*Referring expression pointing data:*
━━━━━━━━━━━━━━━━━━━━━━━━━━━━━━
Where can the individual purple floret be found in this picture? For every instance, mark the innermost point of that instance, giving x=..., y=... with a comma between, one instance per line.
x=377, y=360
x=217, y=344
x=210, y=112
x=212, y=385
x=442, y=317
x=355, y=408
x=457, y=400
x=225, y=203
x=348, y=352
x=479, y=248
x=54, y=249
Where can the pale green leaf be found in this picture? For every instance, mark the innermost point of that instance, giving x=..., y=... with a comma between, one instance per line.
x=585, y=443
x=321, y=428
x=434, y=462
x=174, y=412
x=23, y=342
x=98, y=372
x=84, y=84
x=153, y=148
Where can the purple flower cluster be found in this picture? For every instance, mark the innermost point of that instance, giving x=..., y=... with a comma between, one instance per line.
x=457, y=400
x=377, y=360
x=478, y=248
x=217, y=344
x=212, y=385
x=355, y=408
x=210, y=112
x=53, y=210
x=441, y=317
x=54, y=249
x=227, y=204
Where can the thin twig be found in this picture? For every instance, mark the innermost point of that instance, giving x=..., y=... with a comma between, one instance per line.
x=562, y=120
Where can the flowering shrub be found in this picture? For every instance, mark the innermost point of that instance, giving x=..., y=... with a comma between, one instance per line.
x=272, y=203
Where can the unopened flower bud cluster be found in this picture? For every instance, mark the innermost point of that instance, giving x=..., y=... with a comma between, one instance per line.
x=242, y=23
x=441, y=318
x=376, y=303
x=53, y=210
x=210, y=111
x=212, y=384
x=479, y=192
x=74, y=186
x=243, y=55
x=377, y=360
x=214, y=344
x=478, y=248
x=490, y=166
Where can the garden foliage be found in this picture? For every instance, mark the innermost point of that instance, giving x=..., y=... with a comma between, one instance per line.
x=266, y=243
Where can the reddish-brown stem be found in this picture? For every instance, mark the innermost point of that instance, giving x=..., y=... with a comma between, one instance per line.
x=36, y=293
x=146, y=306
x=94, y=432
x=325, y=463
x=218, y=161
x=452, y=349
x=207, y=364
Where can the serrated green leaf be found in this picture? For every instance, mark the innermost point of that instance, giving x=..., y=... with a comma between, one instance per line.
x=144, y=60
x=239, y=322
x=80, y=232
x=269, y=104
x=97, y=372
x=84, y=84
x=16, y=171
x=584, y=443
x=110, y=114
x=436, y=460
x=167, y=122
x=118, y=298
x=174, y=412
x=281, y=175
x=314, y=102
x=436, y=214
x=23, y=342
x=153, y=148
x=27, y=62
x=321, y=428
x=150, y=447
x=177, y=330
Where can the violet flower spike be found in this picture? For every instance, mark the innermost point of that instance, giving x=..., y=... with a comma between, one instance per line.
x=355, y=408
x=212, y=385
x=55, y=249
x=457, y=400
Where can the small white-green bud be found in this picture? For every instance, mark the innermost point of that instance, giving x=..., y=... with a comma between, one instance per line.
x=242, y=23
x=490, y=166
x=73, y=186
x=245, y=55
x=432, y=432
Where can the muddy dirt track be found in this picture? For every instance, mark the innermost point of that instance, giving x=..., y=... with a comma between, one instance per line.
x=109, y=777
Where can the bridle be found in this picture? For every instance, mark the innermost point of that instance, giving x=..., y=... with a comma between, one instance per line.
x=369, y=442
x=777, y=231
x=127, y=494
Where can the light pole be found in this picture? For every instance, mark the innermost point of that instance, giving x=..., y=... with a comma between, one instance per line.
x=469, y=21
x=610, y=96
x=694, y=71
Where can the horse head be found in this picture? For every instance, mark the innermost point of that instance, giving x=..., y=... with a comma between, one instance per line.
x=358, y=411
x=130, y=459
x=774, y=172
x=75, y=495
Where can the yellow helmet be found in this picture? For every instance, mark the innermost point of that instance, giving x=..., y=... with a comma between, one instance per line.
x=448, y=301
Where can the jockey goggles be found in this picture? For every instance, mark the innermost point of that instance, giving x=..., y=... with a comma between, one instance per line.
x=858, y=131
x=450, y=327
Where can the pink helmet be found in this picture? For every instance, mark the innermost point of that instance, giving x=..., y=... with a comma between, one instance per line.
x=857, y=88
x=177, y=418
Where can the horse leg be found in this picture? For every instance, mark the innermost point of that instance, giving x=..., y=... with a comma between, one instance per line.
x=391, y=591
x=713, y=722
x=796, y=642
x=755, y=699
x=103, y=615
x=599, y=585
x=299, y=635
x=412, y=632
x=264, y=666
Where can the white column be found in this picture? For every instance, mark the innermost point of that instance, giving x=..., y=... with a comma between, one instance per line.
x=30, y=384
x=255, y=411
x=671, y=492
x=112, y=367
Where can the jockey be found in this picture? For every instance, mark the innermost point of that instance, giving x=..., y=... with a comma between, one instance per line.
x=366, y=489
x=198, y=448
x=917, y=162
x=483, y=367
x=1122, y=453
━━━━━━━━━━━━━━━━━━━━━━━━━━━━━━
From the records above, extract each line exactly as shown.

Where can the individual purple floret be found in this picture? For every instance, mark the innermost point of that instance, giving x=..., y=... with a comma between, one instance per line.
x=377, y=360
x=217, y=344
x=210, y=112
x=212, y=385
x=442, y=317
x=355, y=408
x=457, y=400
x=225, y=203
x=348, y=352
x=479, y=248
x=54, y=249
Where can the pale green leaf be found in this picture? For every instance, mark the innermost point of that instance, giving x=..., y=... with a comma between, one instance per line.
x=585, y=443
x=321, y=428
x=434, y=462
x=174, y=412
x=23, y=342
x=98, y=372
x=84, y=84
x=153, y=148
Where can the purple flower cluster be found in this picture? For every instance, mark the innermost point of that instance, giving x=..., y=... with a comma between, one instance per line.
x=457, y=400
x=377, y=360
x=478, y=248
x=217, y=344
x=212, y=385
x=355, y=408
x=210, y=112
x=53, y=210
x=441, y=317
x=54, y=249
x=227, y=204
Where can the thin twig be found in this picture? For every instance, mark the innermost point of that instance, giving x=..., y=... with a comma between, one instance per line.
x=562, y=120
Where can the flowering shrub be found in this picture? For every instance, mark the innermost point of that instance, giving x=..., y=... with a comma between, one instance per line.
x=272, y=203
Where can the unopened flower bud cluster be found in this picture? For every instance, mark the innermost point of that instance, giving x=..., y=... with a comma between, one instance per line.
x=242, y=23
x=441, y=318
x=376, y=303
x=53, y=210
x=210, y=111
x=212, y=384
x=479, y=192
x=74, y=186
x=243, y=55
x=377, y=360
x=214, y=344
x=478, y=248
x=490, y=166
Where can the garden foliage be found in this picture? For every instance, mark the innermost point of that instance, giving x=..., y=... with a comma between, one instance per line.
x=266, y=243
Where can the reddish-brown stem be found in this picture? For every instance, mark the innermost point of that instance, giving x=..., y=... with a comma between, one instance per line.
x=36, y=293
x=146, y=306
x=94, y=432
x=325, y=463
x=218, y=161
x=452, y=349
x=207, y=364
Where can the serrated green leaf be found in this picture? For every instance, mark the innermost point of that instance, giving x=..., y=... with a comma between, one instance per line.
x=144, y=60
x=239, y=322
x=80, y=232
x=269, y=104
x=97, y=372
x=84, y=84
x=16, y=171
x=584, y=443
x=110, y=114
x=436, y=460
x=167, y=122
x=118, y=298
x=174, y=412
x=281, y=175
x=314, y=102
x=436, y=214
x=23, y=342
x=153, y=148
x=27, y=62
x=321, y=428
x=150, y=447
x=177, y=330
Where can the violet flower spike be found in this picture? For every instance, mark the innermost point of that instance, giving x=..., y=... with a comma between, one instance per line.
x=355, y=408
x=212, y=385
x=55, y=249
x=457, y=400
Where can the small white-green bud be found in this picture? For every instance, mark the innermost point of that instance, giving x=..., y=... with a comma between, one instance per line.
x=242, y=23
x=490, y=166
x=73, y=186
x=245, y=55
x=432, y=432
Where can the muddy dirt track be found in this picture? For every instance, mark the innermost point of that instance, giving x=..., y=... with a comma between, one instance per line.
x=109, y=777
Where can the bridle be found in this picture? For every instance, mark the innermost point of that instance, giving x=..., y=... with a comma between, one instance per line.
x=369, y=442
x=777, y=231
x=127, y=494
Where can the light pole be found in this picture? For every instance, mark the innermost point of that instance, giving x=..., y=... with a comma between, one instance per line.
x=469, y=21
x=610, y=96
x=694, y=71
Where can the horse head be found in this picture? For every instance, mark the innermost point of that instance, giving x=..., y=... with a comma between, one instance per line.
x=358, y=411
x=130, y=459
x=774, y=172
x=75, y=495
Where can the yellow helmet be found in this picture? For every instance, mark the innermost point of that instance, giving x=..., y=... with a comma between, one instance per line.
x=448, y=301
Where can the jockey goggles be found in this picture? For every instance, mark the innermost point of that instance, giving x=..., y=... with a comma between, one instance per line.
x=858, y=131
x=450, y=327
Where can the pink helmet be found in this picture? For every instance, mark the innermost point of that instance, giving x=..., y=... with a comma between, one instance per line.
x=857, y=88
x=177, y=418
Where can the horse leg be found in this picture? For every instance, mark the innermost point of that instance, giving x=..., y=... with a comma between, one instance per line.
x=391, y=591
x=713, y=722
x=796, y=642
x=755, y=699
x=103, y=615
x=599, y=585
x=299, y=635
x=412, y=632
x=264, y=666
Where can the white column be found in this picture? For every instance, mark the innermost point of that instance, giving x=..., y=... with a comma between, one instance per line.
x=30, y=384
x=255, y=411
x=671, y=492
x=112, y=367
Where can the jockey be found in this picture? For every instance, mark the innermost point of that instance, giving x=..., y=... with a comma between, one instance per line.
x=366, y=489
x=198, y=448
x=917, y=162
x=483, y=367
x=1122, y=453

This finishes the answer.